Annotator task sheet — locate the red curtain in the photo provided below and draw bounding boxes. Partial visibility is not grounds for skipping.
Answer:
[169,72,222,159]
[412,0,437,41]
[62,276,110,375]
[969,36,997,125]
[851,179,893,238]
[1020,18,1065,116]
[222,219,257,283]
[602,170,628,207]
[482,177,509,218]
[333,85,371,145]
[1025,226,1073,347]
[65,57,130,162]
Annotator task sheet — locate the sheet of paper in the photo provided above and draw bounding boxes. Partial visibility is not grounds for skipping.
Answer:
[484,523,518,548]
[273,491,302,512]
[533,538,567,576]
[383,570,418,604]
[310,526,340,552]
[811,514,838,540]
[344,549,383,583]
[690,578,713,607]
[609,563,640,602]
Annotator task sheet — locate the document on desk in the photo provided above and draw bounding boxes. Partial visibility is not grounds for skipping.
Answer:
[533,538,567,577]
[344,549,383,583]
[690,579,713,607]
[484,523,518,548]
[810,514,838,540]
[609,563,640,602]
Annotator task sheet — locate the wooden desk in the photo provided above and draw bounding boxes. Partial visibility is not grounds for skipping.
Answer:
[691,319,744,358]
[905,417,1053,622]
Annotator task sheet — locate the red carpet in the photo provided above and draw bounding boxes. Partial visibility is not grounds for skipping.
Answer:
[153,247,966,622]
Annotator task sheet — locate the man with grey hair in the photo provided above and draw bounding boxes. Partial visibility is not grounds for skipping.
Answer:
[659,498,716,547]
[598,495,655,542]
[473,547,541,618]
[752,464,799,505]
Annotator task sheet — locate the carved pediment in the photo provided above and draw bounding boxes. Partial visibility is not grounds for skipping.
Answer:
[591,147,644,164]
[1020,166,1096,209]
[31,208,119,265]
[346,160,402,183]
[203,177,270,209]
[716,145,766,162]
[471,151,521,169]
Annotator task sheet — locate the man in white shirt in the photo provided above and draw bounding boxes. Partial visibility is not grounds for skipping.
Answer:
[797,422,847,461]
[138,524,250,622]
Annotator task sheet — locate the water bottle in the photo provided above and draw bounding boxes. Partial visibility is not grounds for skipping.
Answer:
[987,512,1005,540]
--
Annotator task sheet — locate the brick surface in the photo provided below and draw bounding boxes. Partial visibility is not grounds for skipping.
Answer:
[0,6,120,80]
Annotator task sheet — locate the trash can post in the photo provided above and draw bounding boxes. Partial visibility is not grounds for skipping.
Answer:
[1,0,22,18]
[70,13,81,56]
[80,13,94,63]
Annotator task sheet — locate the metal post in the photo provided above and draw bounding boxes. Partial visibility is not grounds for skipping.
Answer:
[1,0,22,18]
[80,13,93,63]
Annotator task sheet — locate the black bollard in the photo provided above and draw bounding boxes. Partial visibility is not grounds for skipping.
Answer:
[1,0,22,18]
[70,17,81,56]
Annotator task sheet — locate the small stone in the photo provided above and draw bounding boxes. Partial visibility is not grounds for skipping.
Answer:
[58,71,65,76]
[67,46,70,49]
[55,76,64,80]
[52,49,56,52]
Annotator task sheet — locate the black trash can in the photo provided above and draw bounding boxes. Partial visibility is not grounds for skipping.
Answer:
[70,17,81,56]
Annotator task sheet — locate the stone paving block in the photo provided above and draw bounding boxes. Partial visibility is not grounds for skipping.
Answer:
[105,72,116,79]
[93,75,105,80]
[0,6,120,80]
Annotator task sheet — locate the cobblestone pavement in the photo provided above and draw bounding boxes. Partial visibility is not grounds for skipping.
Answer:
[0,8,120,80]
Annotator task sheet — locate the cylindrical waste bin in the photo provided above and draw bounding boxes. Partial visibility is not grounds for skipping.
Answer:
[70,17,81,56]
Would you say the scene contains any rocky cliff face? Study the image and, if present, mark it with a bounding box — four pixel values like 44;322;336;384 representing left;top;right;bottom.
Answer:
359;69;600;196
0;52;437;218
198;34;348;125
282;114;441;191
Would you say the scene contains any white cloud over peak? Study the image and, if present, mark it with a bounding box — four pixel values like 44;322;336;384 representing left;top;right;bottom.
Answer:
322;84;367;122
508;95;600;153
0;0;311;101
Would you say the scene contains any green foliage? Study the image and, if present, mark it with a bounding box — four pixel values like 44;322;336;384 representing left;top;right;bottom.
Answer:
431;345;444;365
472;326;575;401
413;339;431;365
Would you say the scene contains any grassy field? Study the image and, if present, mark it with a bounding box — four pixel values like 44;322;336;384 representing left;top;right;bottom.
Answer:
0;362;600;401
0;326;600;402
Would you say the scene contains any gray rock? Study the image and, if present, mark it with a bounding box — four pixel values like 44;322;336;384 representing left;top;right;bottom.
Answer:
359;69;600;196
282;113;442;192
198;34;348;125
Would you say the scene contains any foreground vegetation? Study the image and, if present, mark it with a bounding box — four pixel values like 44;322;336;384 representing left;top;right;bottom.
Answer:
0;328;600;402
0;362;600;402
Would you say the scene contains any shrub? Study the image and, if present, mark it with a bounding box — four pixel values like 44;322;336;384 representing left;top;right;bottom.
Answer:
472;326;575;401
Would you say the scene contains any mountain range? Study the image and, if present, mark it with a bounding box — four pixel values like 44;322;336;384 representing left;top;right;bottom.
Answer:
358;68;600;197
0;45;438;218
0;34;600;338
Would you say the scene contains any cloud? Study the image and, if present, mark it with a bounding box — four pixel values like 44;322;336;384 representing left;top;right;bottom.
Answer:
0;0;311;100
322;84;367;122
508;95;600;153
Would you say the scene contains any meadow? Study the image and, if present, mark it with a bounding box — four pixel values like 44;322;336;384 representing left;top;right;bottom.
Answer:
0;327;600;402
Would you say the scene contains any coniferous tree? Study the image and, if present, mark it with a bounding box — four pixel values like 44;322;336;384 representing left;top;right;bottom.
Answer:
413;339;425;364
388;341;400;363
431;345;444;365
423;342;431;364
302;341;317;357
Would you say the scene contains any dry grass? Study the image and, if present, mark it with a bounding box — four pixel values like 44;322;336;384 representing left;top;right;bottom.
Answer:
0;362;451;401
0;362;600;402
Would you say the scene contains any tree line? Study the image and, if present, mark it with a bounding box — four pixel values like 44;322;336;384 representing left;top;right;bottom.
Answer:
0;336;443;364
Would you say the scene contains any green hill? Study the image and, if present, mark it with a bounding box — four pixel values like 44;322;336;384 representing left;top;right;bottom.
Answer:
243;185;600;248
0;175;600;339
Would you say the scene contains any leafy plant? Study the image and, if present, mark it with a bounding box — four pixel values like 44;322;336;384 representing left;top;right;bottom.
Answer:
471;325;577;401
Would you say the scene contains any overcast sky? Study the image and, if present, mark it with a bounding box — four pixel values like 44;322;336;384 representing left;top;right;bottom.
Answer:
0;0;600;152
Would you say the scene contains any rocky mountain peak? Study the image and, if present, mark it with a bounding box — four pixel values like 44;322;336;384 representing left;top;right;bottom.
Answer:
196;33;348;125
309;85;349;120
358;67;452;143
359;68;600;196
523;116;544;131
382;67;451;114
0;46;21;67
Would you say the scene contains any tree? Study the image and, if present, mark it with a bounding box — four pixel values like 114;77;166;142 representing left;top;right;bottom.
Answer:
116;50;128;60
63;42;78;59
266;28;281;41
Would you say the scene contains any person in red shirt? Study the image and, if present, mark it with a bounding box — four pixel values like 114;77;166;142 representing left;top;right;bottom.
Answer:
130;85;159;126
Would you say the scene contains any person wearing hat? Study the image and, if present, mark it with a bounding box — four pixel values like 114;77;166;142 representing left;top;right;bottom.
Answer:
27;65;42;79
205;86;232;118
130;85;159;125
==
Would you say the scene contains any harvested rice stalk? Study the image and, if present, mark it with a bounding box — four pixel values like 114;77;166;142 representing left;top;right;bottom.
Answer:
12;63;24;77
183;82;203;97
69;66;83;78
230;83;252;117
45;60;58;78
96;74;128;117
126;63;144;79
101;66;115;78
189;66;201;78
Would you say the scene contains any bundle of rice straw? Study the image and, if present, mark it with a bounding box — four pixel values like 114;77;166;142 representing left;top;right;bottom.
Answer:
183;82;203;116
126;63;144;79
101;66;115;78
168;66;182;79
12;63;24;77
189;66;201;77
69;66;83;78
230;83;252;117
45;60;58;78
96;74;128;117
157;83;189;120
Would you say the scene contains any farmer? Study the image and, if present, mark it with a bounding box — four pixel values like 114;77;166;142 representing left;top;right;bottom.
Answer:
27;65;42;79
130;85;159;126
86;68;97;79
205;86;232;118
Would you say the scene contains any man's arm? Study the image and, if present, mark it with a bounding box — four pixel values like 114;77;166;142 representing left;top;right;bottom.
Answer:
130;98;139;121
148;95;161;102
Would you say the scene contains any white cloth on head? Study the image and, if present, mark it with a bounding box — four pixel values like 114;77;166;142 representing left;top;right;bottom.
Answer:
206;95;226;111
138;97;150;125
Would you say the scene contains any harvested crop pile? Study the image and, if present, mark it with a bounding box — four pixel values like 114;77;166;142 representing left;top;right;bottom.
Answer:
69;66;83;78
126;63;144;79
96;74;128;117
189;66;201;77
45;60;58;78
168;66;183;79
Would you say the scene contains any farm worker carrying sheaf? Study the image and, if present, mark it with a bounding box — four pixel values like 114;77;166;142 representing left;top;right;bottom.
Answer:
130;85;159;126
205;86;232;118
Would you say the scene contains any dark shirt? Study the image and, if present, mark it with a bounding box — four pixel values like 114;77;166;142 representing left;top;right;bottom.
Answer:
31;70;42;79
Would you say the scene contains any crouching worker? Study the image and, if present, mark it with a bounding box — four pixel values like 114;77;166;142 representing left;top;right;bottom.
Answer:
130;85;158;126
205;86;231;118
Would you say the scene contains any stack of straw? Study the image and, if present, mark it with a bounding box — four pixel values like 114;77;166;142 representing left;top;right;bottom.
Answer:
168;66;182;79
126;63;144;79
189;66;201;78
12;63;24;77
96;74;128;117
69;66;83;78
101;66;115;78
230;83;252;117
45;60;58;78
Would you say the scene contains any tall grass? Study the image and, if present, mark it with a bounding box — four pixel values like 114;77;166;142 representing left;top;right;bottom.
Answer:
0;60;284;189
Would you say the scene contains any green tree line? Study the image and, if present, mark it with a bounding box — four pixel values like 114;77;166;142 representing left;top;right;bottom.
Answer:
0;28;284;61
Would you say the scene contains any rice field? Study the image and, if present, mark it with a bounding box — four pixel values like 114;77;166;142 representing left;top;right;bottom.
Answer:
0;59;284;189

▶ [GOAL]:
Reproduce the rows starting at the line containing "Annotator task sheet — locate the cylindrical" and ending at the line containing "0;326;600;402", swapping "scene" for "frame" and leaving everything else unchanged.

▶ [EXPECTED ANSWER]:
Annotator task sheet — locate the cylindrical waste bin in the photo provided above and draw bounding boxes. Partial visibility is not grounds for skipping.
Answer:
[70,17,81,56]
Would you say the frame contains any rocky cliff face? Study the image and, if present, mark it with a bounding box — four pixel values like 44;322;336;384 representing left;top;right;bottom.
Answer:
359;69;600;196
0;52;437;218
198;34;348;125
282;114;441;191
Would you say the frame contains any white cloud over peak? Study the image and, if present, mark it with a bounding box — four pixel values like 44;322;336;384 representing left;top;right;bottom.
Answer:
322;84;367;122
508;95;600;153
0;0;311;101
Would you say the frame contains any green foliage? Study the image and, if present, mark it with a bounding box — four pixel values like 44;322;336;384 representing left;top;right;bottom.
Answer:
431;345;444;365
472;326;575;401
413;339;431;365
Would you say the frame contains any grassy field? Study the image and, if present, mark it with a bounding box — four pixel values like 44;322;336;384 representing left;top;right;bottom.
Answer:
0;362;600;401
0;326;600;402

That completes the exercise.